WRITTEN EXERCISE >> List every distinct file name that appears in the forum thread about the C prompt after a hard drive format.

# Cannot get pass the C prompt after hardrive format



## plock (Jun 29, 2002)

Hello-After formatting the hardrive on an older Gateway pc, I can get only a c prompt. Although the bootup screen shows the Toshiba cd rom as installed, the bios says that it is not installed??
Also, on bootup, the screen prompts me for the location of the command interpreter: it says command.com missing or corrupted.
There was already a command.com on the main directory c: but also a command.com in the dos directory, so I type c:\dos\command.com at this prompt and it works - but I shouldn't have to do that. Help please.


----------



## Rockn (Jul 29, 2001)

If you format and sys a drive there is going to be nothing on it but the minimum system files to process DOS commands. Just because there is physically a CD-ROM in the PC does not mean that the OS can access it without some sort of driver support. sounds like your path statement needs to be modified to read C:\dos at the command prompt type "set path=C:\DOS"


----------



## plock (Jun 29, 2002)

Rockn - ok, I set path to dos at the c promt and rebooted-it still does not recognize any drives other than a and c and shows the same in the bios. All the orginal drivers [sys] are in the dos directory.


----------



## Rockn (Jul 29, 2001)

You need the DOS based drivers for your CD-ROM loading from the autoexec.bat and config.sys files.


----------



## ~Candy~ (Jan 27, 2001)

What operating system are you going to be installing?

Why don't you just copy your boot disk to the c: drive? Are you working with a boot disk that has cdrom support?

Also, I just noticed you said the cdrom isn't appearing in bios either, have you checked your connections? Is it on the same IDE as the hard drive? If it's by itself, is there an option in the bios setup to enable the secondary IDE controller?


----------

RECORDED DATA >>
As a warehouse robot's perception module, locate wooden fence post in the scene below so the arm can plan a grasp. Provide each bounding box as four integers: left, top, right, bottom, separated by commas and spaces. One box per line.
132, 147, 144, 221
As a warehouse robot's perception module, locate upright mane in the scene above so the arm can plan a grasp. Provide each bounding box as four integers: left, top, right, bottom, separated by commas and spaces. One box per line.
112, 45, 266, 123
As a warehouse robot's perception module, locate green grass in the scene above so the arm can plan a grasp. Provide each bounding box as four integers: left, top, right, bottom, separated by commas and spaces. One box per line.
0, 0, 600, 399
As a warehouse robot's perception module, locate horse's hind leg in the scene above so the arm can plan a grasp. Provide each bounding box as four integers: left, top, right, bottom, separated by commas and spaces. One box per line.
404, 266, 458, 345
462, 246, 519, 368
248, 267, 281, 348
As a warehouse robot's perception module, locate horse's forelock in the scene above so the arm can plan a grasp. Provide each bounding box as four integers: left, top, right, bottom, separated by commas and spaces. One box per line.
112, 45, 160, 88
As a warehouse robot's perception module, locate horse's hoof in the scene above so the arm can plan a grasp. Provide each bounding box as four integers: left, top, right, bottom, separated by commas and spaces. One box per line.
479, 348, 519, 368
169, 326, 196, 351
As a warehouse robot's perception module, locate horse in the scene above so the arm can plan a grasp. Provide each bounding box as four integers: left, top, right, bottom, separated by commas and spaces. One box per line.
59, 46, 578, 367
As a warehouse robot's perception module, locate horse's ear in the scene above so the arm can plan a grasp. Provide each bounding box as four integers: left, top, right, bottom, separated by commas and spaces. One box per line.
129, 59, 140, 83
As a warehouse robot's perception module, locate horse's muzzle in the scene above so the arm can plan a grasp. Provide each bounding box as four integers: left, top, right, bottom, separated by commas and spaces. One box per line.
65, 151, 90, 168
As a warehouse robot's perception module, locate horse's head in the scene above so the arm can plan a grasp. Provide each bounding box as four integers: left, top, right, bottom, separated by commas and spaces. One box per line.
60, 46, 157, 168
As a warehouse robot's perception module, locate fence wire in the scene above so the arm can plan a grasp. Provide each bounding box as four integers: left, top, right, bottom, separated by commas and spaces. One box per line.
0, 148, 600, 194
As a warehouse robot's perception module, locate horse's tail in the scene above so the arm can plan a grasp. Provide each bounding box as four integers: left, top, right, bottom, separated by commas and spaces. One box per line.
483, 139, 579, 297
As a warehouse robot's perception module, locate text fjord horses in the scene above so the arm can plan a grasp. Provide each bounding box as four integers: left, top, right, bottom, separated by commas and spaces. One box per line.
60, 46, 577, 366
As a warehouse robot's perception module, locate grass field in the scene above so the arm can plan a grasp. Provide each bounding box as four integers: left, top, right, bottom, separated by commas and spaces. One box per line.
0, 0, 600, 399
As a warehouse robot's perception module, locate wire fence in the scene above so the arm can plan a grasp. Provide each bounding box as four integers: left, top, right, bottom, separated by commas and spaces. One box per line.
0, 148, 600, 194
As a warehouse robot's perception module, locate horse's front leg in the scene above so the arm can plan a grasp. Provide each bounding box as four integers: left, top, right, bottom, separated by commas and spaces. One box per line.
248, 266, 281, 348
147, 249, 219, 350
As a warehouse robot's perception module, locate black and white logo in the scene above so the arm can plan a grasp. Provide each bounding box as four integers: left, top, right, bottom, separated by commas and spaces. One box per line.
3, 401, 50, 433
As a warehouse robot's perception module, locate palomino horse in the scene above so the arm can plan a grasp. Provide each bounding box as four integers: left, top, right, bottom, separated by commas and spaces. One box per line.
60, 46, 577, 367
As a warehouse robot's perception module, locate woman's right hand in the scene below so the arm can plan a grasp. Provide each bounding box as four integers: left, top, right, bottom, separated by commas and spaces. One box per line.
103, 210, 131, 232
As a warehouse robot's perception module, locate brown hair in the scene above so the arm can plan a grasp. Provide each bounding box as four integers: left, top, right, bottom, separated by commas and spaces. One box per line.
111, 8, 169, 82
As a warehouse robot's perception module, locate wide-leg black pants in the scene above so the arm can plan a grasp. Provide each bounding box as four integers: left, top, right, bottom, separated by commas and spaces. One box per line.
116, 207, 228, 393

COMPLETED TASK >> command.com, autoexec.bat, config.sys